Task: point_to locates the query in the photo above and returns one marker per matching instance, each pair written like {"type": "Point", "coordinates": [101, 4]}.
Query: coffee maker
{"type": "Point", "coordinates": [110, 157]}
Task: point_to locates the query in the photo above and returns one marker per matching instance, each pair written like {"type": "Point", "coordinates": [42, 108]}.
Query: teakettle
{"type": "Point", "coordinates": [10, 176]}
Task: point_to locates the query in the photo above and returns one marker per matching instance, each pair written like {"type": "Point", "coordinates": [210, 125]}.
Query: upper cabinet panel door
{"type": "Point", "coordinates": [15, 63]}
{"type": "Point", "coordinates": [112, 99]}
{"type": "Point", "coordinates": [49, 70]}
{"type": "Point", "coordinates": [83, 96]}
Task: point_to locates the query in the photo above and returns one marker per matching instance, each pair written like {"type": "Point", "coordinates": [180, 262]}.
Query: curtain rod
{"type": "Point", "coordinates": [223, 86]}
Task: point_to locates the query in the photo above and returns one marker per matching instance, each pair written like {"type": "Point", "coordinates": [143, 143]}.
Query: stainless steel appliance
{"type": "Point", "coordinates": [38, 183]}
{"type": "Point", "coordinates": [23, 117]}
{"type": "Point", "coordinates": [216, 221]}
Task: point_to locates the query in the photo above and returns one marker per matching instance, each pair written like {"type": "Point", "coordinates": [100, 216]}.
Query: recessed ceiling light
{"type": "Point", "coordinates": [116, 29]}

• **Task requirements**:
In the entries above, locate every line with the word "like" and copy it.

• **Solution**:
Task: point_to locates the query in the photo above and returns one marker per matching instance, each pair written like {"type": "Point", "coordinates": [101, 4]}.
Task: point_to locates the query in the photo above and returns one marker per matching instance, each pair written like {"type": "Point", "coordinates": [42, 108]}.
Task: point_to locates the query in the photo above and returns one marker per matching instance, each pair written like {"type": "Point", "coordinates": [210, 125]}.
Task: point_to locates the query in the photo above and returns one marker per matching instance, each pair written like {"type": "Point", "coordinates": [180, 262]}.
Task: point_to locates the query in the photo above and returns one marker per matching instance, each pair written like {"type": "Point", "coordinates": [143, 143]}.
Task: point_to locates the query in the photo above and returns one marker per matching instance, each pair written like {"type": "Point", "coordinates": [100, 216]}.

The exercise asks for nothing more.